▸ WHAT TO PRODUCE:
Set every line of the data down again exactly, and keep the pictures out.

------------------------

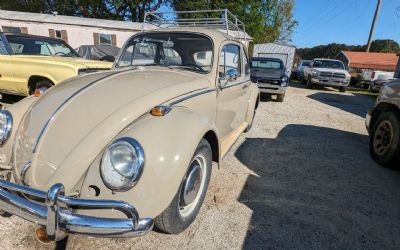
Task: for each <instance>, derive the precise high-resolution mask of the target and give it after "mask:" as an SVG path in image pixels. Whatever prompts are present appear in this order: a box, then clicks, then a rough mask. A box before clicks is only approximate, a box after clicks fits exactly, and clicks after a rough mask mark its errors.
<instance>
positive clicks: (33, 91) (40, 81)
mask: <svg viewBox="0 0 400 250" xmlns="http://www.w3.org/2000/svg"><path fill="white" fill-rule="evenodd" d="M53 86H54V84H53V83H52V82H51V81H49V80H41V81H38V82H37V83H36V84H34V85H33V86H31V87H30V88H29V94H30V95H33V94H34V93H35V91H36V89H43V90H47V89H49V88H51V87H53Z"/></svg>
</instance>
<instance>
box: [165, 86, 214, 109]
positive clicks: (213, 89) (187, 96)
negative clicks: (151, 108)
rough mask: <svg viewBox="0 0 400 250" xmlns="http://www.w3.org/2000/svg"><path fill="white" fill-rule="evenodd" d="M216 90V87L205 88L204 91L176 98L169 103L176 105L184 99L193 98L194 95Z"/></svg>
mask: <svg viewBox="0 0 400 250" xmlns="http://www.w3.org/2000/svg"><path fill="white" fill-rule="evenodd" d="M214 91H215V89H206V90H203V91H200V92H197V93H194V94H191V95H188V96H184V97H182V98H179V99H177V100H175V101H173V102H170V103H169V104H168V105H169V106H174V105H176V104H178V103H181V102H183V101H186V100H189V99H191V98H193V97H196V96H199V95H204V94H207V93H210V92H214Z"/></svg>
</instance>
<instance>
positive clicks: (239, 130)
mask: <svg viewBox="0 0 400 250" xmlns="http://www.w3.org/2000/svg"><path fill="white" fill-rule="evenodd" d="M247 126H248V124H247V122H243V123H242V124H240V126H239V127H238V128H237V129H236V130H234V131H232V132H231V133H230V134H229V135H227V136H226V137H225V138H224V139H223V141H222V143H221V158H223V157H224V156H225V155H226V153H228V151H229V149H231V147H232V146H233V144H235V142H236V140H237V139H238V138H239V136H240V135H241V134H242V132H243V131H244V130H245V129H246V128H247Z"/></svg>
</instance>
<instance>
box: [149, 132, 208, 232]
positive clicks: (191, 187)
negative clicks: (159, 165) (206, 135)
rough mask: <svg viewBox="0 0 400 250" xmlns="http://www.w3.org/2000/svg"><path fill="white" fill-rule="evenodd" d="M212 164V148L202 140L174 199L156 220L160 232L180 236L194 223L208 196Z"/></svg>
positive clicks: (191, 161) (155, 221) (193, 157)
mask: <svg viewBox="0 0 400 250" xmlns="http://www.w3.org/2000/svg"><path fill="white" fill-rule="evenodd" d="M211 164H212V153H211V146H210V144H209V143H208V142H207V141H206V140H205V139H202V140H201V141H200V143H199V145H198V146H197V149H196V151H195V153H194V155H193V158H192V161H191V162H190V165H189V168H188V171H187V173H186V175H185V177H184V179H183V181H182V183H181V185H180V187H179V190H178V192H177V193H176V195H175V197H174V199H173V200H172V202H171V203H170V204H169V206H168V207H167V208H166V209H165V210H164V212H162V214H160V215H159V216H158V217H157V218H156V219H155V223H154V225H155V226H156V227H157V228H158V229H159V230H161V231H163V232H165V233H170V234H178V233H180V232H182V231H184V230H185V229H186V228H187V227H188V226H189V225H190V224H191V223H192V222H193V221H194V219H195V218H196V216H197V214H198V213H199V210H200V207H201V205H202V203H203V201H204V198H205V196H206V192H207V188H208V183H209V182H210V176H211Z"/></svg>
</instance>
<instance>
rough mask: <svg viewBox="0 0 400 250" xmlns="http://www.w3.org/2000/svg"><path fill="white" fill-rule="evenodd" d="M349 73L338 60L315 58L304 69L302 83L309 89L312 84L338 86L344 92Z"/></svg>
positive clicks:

------------------------

▸ REPLY TO THE EXERCISE:
Task: for each <instance>, derive the precise high-resolution mask of the target and give it after "mask:" as an SVG path in image pixels. Whatever prompts are present appear in this order: a box, then clicks, then a rough mask. A box before clicks is only approximate, a box after clicks fits exactly, and clicks after a rough mask mark its errors.
<instance>
positive clicks: (33, 91) (40, 81)
mask: <svg viewBox="0 0 400 250" xmlns="http://www.w3.org/2000/svg"><path fill="white" fill-rule="evenodd" d="M53 86H54V84H53V83H52V82H51V81H49V80H41V81H38V82H37V83H36V84H34V85H33V86H31V87H30V88H29V94H30V95H33V94H34V93H35V91H36V89H43V90H47V89H49V88H51V87H53Z"/></svg>
</instance>
<instance>
box: [165, 86, 214, 109]
positive clicks: (213, 89) (187, 96)
negative clicks: (151, 108)
rough mask: <svg viewBox="0 0 400 250" xmlns="http://www.w3.org/2000/svg"><path fill="white" fill-rule="evenodd" d="M216 90V87L205 88L204 91L176 98L169 103L176 105L184 99L193 98L194 95Z"/></svg>
mask: <svg viewBox="0 0 400 250" xmlns="http://www.w3.org/2000/svg"><path fill="white" fill-rule="evenodd" d="M214 91H215V89H206V90H203V91H200V92H197V93H194V94H191V95H188V96H184V97H182V98H179V99H177V100H175V101H173V102H170V103H169V104H168V105H169V106H174V105H176V104H178V103H181V102H183V101H186V100H189V99H191V98H193V97H196V96H199V95H204V94H207V93H210V92H214Z"/></svg>
</instance>
<instance>
positive clicks: (239, 130)
mask: <svg viewBox="0 0 400 250" xmlns="http://www.w3.org/2000/svg"><path fill="white" fill-rule="evenodd" d="M247 126H248V124H247V122H243V123H242V124H240V126H239V127H238V128H237V129H236V130H234V131H232V132H231V133H230V134H229V135H227V136H226V137H225V138H224V139H223V141H222V143H221V158H223V157H224V156H225V155H226V153H228V151H229V149H231V147H232V146H233V144H235V142H236V140H237V139H238V138H239V136H240V135H241V134H242V132H243V131H244V130H245V129H246V128H247Z"/></svg>
</instance>
<instance>
box: [149, 132, 208, 232]
positive clicks: (191, 187)
negative clicks: (159, 165) (206, 135)
rough mask: <svg viewBox="0 0 400 250" xmlns="http://www.w3.org/2000/svg"><path fill="white" fill-rule="evenodd" d="M212 164V148L202 140L174 199L156 220L160 232L180 236L194 223L208 196Z"/></svg>
positive clicks: (191, 161) (155, 221) (193, 157)
mask: <svg viewBox="0 0 400 250" xmlns="http://www.w3.org/2000/svg"><path fill="white" fill-rule="evenodd" d="M211 164H212V153H211V146H210V144H209V143H208V142H207V141H206V140H205V139H202V140H201V141H200V143H199V145H198V146H197V149H196V151H195V153H194V155H193V158H192V161H191V162H190V165H189V168H188V171H187V173H186V175H185V177H184V179H183V181H182V183H181V185H180V187H179V190H178V192H177V193H176V195H175V197H174V199H173V200H172V202H171V203H170V204H169V206H168V207H167V208H166V209H165V210H164V212H162V214H160V215H159V216H158V217H157V218H156V219H155V223H154V225H155V226H156V227H157V228H158V229H159V230H161V231H163V232H165V233H170V234H178V233H180V232H182V231H184V230H185V229H186V228H187V227H188V226H189V225H190V224H191V223H192V222H193V221H194V219H195V218H196V216H197V214H198V213H199V210H200V207H201V205H202V203H203V201H204V198H205V196H206V192H207V188H208V183H209V182H210V176H211Z"/></svg>
</instance>
<instance>
rough mask: <svg viewBox="0 0 400 250" xmlns="http://www.w3.org/2000/svg"><path fill="white" fill-rule="evenodd" d="M349 73L338 60L315 58L304 69L302 83L309 89L312 84L338 86L344 92Z"/></svg>
positive clicks:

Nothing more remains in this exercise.